*** EXERCISE DATA Section Begins ***

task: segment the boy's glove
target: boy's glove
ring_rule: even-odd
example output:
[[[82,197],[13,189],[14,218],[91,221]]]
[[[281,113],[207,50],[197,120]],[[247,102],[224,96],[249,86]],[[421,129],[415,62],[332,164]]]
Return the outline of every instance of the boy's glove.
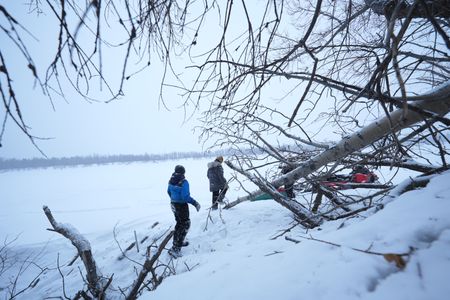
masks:
[[[200,203],[198,203],[197,201],[195,201],[194,206],[195,206],[195,209],[196,209],[197,211],[200,211]]]

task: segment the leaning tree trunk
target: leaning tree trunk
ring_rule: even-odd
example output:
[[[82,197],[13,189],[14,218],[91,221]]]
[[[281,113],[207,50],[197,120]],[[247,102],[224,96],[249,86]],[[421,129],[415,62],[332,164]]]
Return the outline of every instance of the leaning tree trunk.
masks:
[[[291,199],[287,199],[286,197],[284,197],[282,194],[280,194],[276,188],[274,188],[272,185],[268,184],[267,182],[261,180],[258,177],[252,176],[250,173],[248,173],[247,171],[244,171],[238,167],[235,167],[231,162],[226,161],[225,162],[231,169],[241,173],[242,175],[244,175],[247,178],[251,178],[251,181],[256,184],[259,187],[259,191],[256,191],[256,194],[261,194],[261,193],[267,193],[269,195],[271,195],[273,197],[273,199],[275,199],[275,201],[277,201],[279,204],[281,204],[282,206],[286,207],[287,209],[289,209],[290,211],[292,211],[295,216],[296,219],[306,228],[314,228],[320,225],[320,219],[315,216],[314,214],[312,214],[309,210],[307,210],[305,207],[303,207],[300,203],[298,203],[297,201],[291,200]],[[253,193],[252,193],[253,194]],[[255,195],[256,197],[257,195]],[[224,208],[230,208],[235,206],[238,203],[241,203],[243,201],[247,201],[247,200],[251,200],[253,199],[250,195],[248,196],[249,198],[245,197],[241,197],[238,200],[231,202],[229,204],[227,204]]]
[[[88,282],[89,291],[98,299],[105,297],[105,290],[107,286],[103,286],[100,276],[97,273],[97,267],[95,265],[94,257],[92,256],[91,245],[89,241],[78,233],[78,231],[69,224],[62,224],[56,222],[52,215],[52,212],[47,206],[43,207],[45,215],[47,216],[53,230],[69,239],[72,244],[77,248],[78,255],[83,261],[86,268],[86,279]]]
[[[436,88],[430,93],[422,95],[420,98],[426,100],[419,100],[415,102],[415,104],[411,104],[417,109],[414,110],[412,110],[411,108],[398,109],[394,111],[389,116],[381,118],[375,121],[374,123],[364,127],[359,132],[356,132],[342,139],[334,147],[302,163],[294,170],[272,181],[270,185],[276,189],[282,185],[293,184],[298,179],[306,177],[307,175],[318,170],[319,168],[333,161],[342,159],[357,150],[369,146],[370,144],[376,142],[377,140],[386,136],[389,133],[397,132],[415,123],[424,121],[425,119],[424,115],[427,116],[445,115],[450,111],[450,81],[446,82],[444,85],[442,85],[439,88]],[[419,110],[423,111],[423,113],[418,112]],[[234,168],[232,164],[229,164],[229,166]],[[258,186],[261,188],[260,185]],[[250,193],[247,196],[238,198],[236,201],[230,202],[224,208],[230,208],[241,202],[255,199],[257,196],[263,194],[264,192],[267,192],[267,189],[266,188],[264,189],[265,190],[260,189]],[[285,202],[287,200],[284,197],[275,197],[274,199],[281,205],[287,207],[285,205],[286,204]],[[303,210],[296,211],[295,207],[288,207],[288,208],[300,219],[305,219],[308,217],[304,214]],[[311,220],[307,221],[310,222]]]

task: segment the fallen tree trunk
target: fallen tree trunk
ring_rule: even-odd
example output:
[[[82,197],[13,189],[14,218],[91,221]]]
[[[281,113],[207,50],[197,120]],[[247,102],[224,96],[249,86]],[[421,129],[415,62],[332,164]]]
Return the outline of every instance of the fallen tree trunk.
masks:
[[[320,219],[317,218],[315,215],[313,215],[308,209],[303,207],[300,203],[298,203],[295,200],[292,200],[290,198],[285,197],[283,194],[281,194],[277,189],[273,188],[270,184],[267,184],[260,178],[252,176],[250,173],[241,170],[237,167],[235,167],[231,162],[227,161],[227,165],[232,168],[233,170],[236,170],[237,172],[241,173],[242,175],[246,176],[247,178],[252,178],[252,182],[256,184],[260,191],[258,192],[265,192],[272,196],[272,198],[281,204],[282,206],[286,207],[290,211],[292,211],[297,221],[302,224],[306,228],[314,228],[320,225]],[[250,198],[255,199],[255,198]],[[231,207],[230,204],[227,204],[224,208]]]
[[[330,149],[325,150],[324,152],[311,158],[310,160],[300,164],[294,170],[286,173],[283,176],[280,176],[278,179],[268,184],[270,184],[270,186],[273,187],[273,190],[276,191],[278,187],[282,185],[293,184],[298,179],[305,178],[319,168],[371,145],[372,143],[388,135],[389,133],[397,132],[401,129],[410,127],[415,123],[424,121],[424,114],[436,117],[445,115],[450,111],[450,81],[427,94],[416,97],[416,99],[417,98],[425,99],[418,100],[413,104],[410,104],[417,109],[397,109],[389,116],[383,117],[375,121],[374,123],[367,125],[360,131],[342,139],[334,147],[331,147]],[[424,114],[421,114],[418,111],[423,111]],[[234,167],[230,162],[226,161],[226,164],[230,168],[236,170],[236,167]],[[252,180],[252,176],[248,178]],[[255,184],[257,183],[255,182]],[[255,199],[264,192],[267,191],[261,189],[254,191],[252,193],[249,193],[247,196],[240,197],[237,200],[230,202],[224,208],[228,209],[239,203]],[[279,202],[277,199],[275,199],[275,201]],[[284,206],[283,203],[280,204]],[[295,210],[292,211],[297,215],[297,212]],[[301,215],[303,215],[303,212],[299,213],[299,216],[301,217]]]

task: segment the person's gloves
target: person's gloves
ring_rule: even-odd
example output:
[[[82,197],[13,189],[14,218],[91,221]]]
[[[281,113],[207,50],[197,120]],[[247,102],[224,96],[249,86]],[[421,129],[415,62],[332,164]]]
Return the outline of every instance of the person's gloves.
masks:
[[[195,201],[194,206],[195,206],[195,209],[196,209],[197,211],[200,211],[200,203],[198,203],[197,201]]]
[[[225,182],[225,185],[223,187],[224,190],[228,189],[228,182]]]

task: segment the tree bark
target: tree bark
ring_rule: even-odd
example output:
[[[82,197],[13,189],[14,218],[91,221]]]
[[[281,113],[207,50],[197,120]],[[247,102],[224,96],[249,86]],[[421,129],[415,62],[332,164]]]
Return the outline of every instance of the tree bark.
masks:
[[[104,297],[104,288],[101,286],[100,277],[97,273],[97,267],[89,241],[72,226],[56,222],[52,212],[47,206],[44,206],[43,210],[54,231],[69,239],[72,242],[72,245],[77,248],[78,255],[81,257],[84,267],[86,268],[86,279],[92,295],[98,298]]]
[[[450,111],[450,81],[439,88],[422,95],[422,98],[427,100],[417,101],[411,105],[424,110],[427,114],[431,113],[432,115],[439,116],[445,115]],[[439,100],[429,100],[433,98]],[[345,137],[334,147],[331,147],[329,150],[302,163],[299,167],[289,173],[280,176],[278,179],[272,181],[270,185],[276,189],[282,185],[293,184],[298,179],[306,177],[319,168],[369,146],[389,133],[397,132],[423,120],[424,116],[418,112],[411,109],[398,109],[391,115],[369,124],[359,132]],[[229,162],[226,163],[229,166],[231,165]],[[230,202],[224,208],[230,208],[238,203],[252,200],[263,193],[264,192],[261,190],[254,191],[247,196],[240,197],[236,201]]]
[[[242,175],[246,176],[247,178],[252,178],[253,179],[252,182],[260,188],[260,190],[256,191],[256,193],[261,194],[264,192],[264,193],[271,195],[272,198],[276,202],[278,202],[279,204],[281,204],[282,206],[284,206],[285,208],[287,208],[288,210],[293,212],[294,215],[296,216],[297,221],[300,224],[302,224],[304,227],[314,228],[314,227],[317,227],[318,225],[320,225],[320,219],[317,218],[315,215],[313,215],[308,209],[306,209],[304,206],[302,206],[297,201],[285,197],[284,195],[279,193],[275,188],[273,188],[273,186],[271,186],[267,182],[252,176],[251,174],[249,174],[248,172],[246,172],[240,168],[235,167],[231,162],[226,161],[226,164],[231,169],[241,173]],[[242,199],[242,198],[240,198],[240,199]],[[241,201],[240,199],[238,199],[235,202],[240,203],[240,202],[246,201],[245,199],[243,201]],[[253,198],[250,197],[249,199],[251,200]],[[233,207],[234,205],[237,204],[235,202],[227,204],[224,208],[228,209],[230,207]]]
[[[370,9],[377,15],[384,15],[391,18],[396,6],[400,7],[395,13],[395,18],[402,19],[408,14],[412,4],[404,0],[365,0]],[[450,1],[449,0],[424,0],[421,5],[418,5],[411,14],[412,18],[428,18],[429,16],[435,18],[450,17]]]

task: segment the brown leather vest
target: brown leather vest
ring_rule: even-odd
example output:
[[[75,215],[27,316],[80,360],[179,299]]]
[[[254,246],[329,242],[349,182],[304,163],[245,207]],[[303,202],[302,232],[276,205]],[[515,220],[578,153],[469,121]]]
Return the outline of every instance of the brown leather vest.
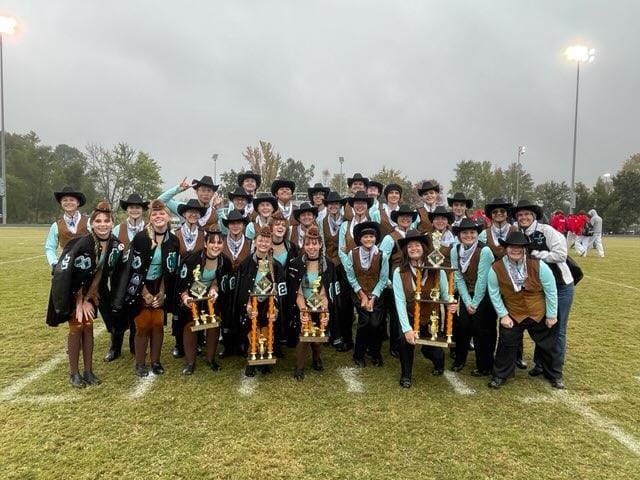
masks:
[[[58,243],[60,243],[60,247],[62,248],[66,247],[70,240],[89,233],[89,229],[87,228],[89,217],[86,215],[80,215],[80,220],[78,220],[78,225],[76,227],[76,233],[71,233],[67,227],[67,222],[64,221],[63,217],[58,218],[56,223],[58,224]]]
[[[512,226],[509,229],[509,232],[515,232],[516,230],[517,228]],[[485,232],[487,232],[487,247],[491,249],[491,252],[493,253],[493,256],[496,258],[496,260],[500,260],[502,257],[504,257],[507,254],[506,249],[502,245],[500,245],[500,243],[498,243],[496,239],[493,238],[493,232],[491,232],[491,226],[488,226],[485,229]]]
[[[389,271],[394,272],[396,270],[396,267],[399,267],[400,264],[402,263],[402,250],[398,245],[398,240],[400,240],[403,237],[400,234],[400,232],[398,232],[395,228],[389,234],[389,236],[393,238],[393,241],[394,241],[393,250],[391,251],[391,258],[390,258],[391,268],[389,269]]]
[[[244,238],[244,245],[242,245],[242,248],[240,249],[240,253],[238,253],[238,258],[236,258],[235,260],[233,259],[233,254],[231,253],[231,250],[229,249],[229,244],[227,243],[226,240],[224,242],[222,253],[224,253],[231,260],[231,268],[235,273],[238,270],[238,267],[240,266],[240,264],[251,253],[251,240],[249,240],[247,237]]]
[[[426,272],[426,270],[425,270]],[[424,273],[423,273],[424,274]],[[428,299],[431,294],[431,289],[436,286],[436,275],[440,275],[439,270],[429,270],[427,275],[427,281],[420,289],[423,299]],[[413,282],[415,278],[411,268],[406,267],[400,270],[400,278],[402,279],[402,288],[404,290],[404,298],[407,300],[407,316],[409,317],[409,324],[413,328],[414,313],[415,313],[415,290]],[[424,278],[424,277],[423,277]],[[420,306],[420,325],[427,325],[429,317],[432,312],[440,313],[440,306],[436,303],[422,303]]]
[[[120,224],[120,229],[118,230],[118,240],[124,245],[124,248],[127,248],[129,246],[129,230],[126,221]]]
[[[427,233],[431,231],[431,220],[429,220],[429,215],[427,214],[427,209],[422,207],[418,207],[418,216],[420,217],[420,221],[418,222],[417,230],[420,233]]]
[[[180,241],[180,258],[185,258],[190,253],[201,252],[204,249],[204,232],[202,229],[198,231],[198,238],[196,238],[196,244],[194,245],[193,250],[187,250],[187,244],[184,241],[181,229],[178,228],[175,231],[175,236],[178,237],[178,240]]]
[[[214,226],[214,227],[218,226],[218,212],[216,212],[216,209],[213,207],[211,207],[211,215],[209,215],[209,219],[207,220],[207,223],[205,223],[204,225],[201,225],[201,228],[208,229],[211,226]]]
[[[391,219],[387,215],[387,211],[382,208],[382,203],[378,204],[378,212],[380,213],[380,234],[384,238],[385,235],[393,232],[395,227],[391,225]]]
[[[322,220],[325,255],[329,257],[329,260],[331,260],[331,262],[336,266],[340,264],[340,256],[338,255],[339,233],[340,229],[336,231],[335,235],[331,235],[331,229],[329,228],[329,214],[327,214],[327,216],[324,217],[324,220]]]
[[[427,254],[433,252],[433,239],[431,238],[431,232],[433,228],[429,229],[429,233],[426,234],[427,237]],[[440,245],[440,253],[444,255],[444,262],[442,263],[443,267],[451,266],[451,247],[445,247],[444,245]]]
[[[353,207],[350,204],[344,204],[344,214],[343,217],[345,220],[351,220],[353,218]]]
[[[291,236],[289,241],[294,244],[298,248],[302,248],[302,246],[298,243],[300,241],[300,232],[298,231],[298,225],[291,229]]]
[[[491,268],[498,277],[498,286],[504,306],[509,316],[520,323],[525,318],[536,322],[545,316],[544,289],[540,282],[540,260],[527,258],[527,279],[519,292],[514,291],[511,278],[502,260],[495,262]]]
[[[360,247],[356,247],[351,250],[351,256],[353,257],[353,272],[356,275],[356,279],[362,287],[362,291],[367,295],[371,295],[373,289],[376,288],[378,280],[380,280],[380,252],[375,254],[371,259],[371,265],[369,270],[362,268],[360,263]]]
[[[460,245],[459,248],[458,245]],[[466,272],[462,271],[462,264],[460,262],[460,250],[462,249],[462,245],[458,245],[456,245],[456,248],[458,248],[458,251],[456,252],[458,254],[457,267],[462,274],[462,278],[464,278],[464,283],[467,284],[467,291],[469,292],[469,295],[471,295],[476,290],[476,280],[478,279],[478,265],[480,264],[480,253],[482,252],[482,248],[484,247],[484,245],[478,242],[476,251],[473,252],[473,255],[471,255],[471,261],[469,262],[469,267],[467,268]]]

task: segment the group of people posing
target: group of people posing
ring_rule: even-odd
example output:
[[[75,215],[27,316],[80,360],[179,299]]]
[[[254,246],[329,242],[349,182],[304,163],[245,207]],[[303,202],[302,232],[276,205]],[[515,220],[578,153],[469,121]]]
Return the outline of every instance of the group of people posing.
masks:
[[[489,387],[501,387],[516,368],[527,368],[526,330],[536,345],[529,374],[564,388],[574,278],[565,237],[543,223],[537,205],[493,199],[484,207],[487,226],[467,216],[473,201],[464,193],[440,204],[435,181],[418,189],[415,208],[403,202],[400,185],[382,185],[359,173],[348,178],[347,197],[315,184],[309,201],[299,206],[292,202],[296,186],[290,180],[275,180],[268,192],[260,192],[261,177],[253,172],[237,180],[227,193],[228,208],[209,176],[185,179],[152,201],[133,193],[120,201],[126,219],[117,225],[107,202],[87,217],[79,211],[85,204],[81,192],[55,192],[62,215],[45,244],[53,274],[47,323],[69,324],[72,386],[100,383],[92,364],[98,311],[111,334],[104,360],[121,356],[129,330],[140,377],[149,370],[164,373],[161,350],[171,314],[172,354],[184,358],[182,373],[192,375],[199,354],[214,371],[220,358],[247,355],[254,308],[258,328],[269,326],[267,285],[275,299],[274,355],[282,357],[285,347],[295,350],[296,380],[305,376],[309,350],[312,368],[324,368],[321,343],[299,341],[301,328],[312,321],[304,312],[313,297],[328,312],[321,319],[328,344],[352,352],[358,367],[379,367],[388,340],[404,388],[412,383],[416,340],[429,335],[434,314],[453,314],[453,371],[466,367],[474,349],[471,375],[487,376]],[[188,189],[196,198],[175,199]],[[175,231],[172,215],[182,222]],[[445,272],[433,268],[435,250],[443,266],[455,269],[453,296]],[[191,328],[195,282],[204,284],[221,317],[220,327],[206,333]],[[433,298],[438,290],[439,302],[415,308],[419,298]],[[419,346],[432,374],[442,375],[447,343]],[[268,373],[271,366],[247,365],[245,374],[254,376],[256,369]]]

*** EXERCISE DATA Section Ends ***

§ **INSTRUCTIONS TO FOLLOW**
Every line in the records above that holds "person" counts once; state the total and nothing else.

§ **EXPECTED ANSWER**
3